[Document section]
** BEGIN **

What’s your ToC? Theories of Change are the perfect way to understand others


I’m working hard on my book Learn Theorymaker. Theorymaker is, amongst other things, a set of rules for drawing Theory of Change diagrams. It provides a small number of conventions about what an arrow means, what a box means, and so on, within a Theory of Change diagram. Though there are just a few conventions, they are very powerful.

At the same time, I’ve been working on a Theory of Change for a client which involves multiple stakeholders and so I’ve been thinking hard about what this might actually mean.

What is a Theory of Change?

In a nutshell, a Theory of Change in Theorymaker is a Theory plus two more magic ingredients.

What is a Theory?

A Theory consists of some Variables plus some Rules about how they affect one another, perhaps like this:

Father: mood in evening

 Child: behaviour on arriving from school

 Father: satisfaction with work day

  Boss: mood during day

This is a pretty vague Theory because it says hardly anything about the nature of these Variables - are they numerical or what? And it doesn’t say anything about the kind of Rule that links them up: are these linear relationships? Probably not, probably there are some tipping points involved. Still, all Theories are vague to some extent, and sometimes a simple, vague Theory is all we need.

Adding in !do Variables and !valued Variables

Now suppose I am the child and my aim is, glory be, to improve my father’s mood this evening. To turn this Theory into a Theory of Change, I just take my (more or less correct) Theory and add two things:

  • I mark one or more Variables as valuable to me (using a green wedge)
  • I mark one or more Variables as controllable by me (using a red heart)

As the only thing I care about in this Theory is my father’s mood, I just mark this Variable with a heart. And the only thing I can control directly is my behaviour coming home from school. So my Theory of Change looks something like this:

Father: mood in evening !valued 

 !do Child: behaviour on arriving from school

 Father: satisfaction with work day

  Boss: mood during day

So, at least I know that, as I want to influence my father’s mood that evening, I need to tweak my behaviour on arriving from school.

Actually, Theorymaker gives us some neat ways of being a bit (or a lot) more precise than that. Here, we are adding some more details:

Father: mood in evening !valued 

 !do Child: behaviour on arriving from school

 Father: satisfaction with work day

  Boss: mood during day

Adding more details to the diagram

We have designated all of these Variables with a new symbol (a rising black triangle) to say that they are so-called lo-hi Variables: a very simple and common kind of Variable which is not necessarily measurable with numbers but which is at least capable of gradations. For example, the Dad’s mood could be rotten, or OK, or even pretty sunny, or anything in between. This kind of Variable is very common but there are plenty of other kinds - numerical Variables for example, or binary yes/no Variables.

And we have also put a bit of information about the Rules which join up the Variables. This information is given with two more symbols, the rising arrow and the half-filled circle. You can see them on the two Variables which are influenced by others - Father satisfaction and Father mood. They give information not on the Variables but on the Rules about how they are influenced.

In each case, the rising arrow tells us that the relationship is “overall positive” - so for example positive changes in the boss’s mood cause positive changes in the father’s workday satisfaction. There are plenty of other kinds of Rules - sometimes we even have a precise numerical function which predicts one Variable from the others - but this “overall positive” Rule, while vague, is useful and common in Theories of Change.

** END **

[Instruction] Reproduce the passage of the Theory of Change article above verbatim, starting at "At the same" and ending at "Theory of Change?".

[Stored data]
** BEGIN **

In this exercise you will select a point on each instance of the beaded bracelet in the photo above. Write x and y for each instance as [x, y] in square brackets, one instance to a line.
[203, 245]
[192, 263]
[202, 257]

** END **

[Correct output]
At the same time, I’ve been working on a Theory of Change for a client which involves multiple stakeholders and so I’ve been thinking hard about what this might actually mean.

What is a Theory of Change?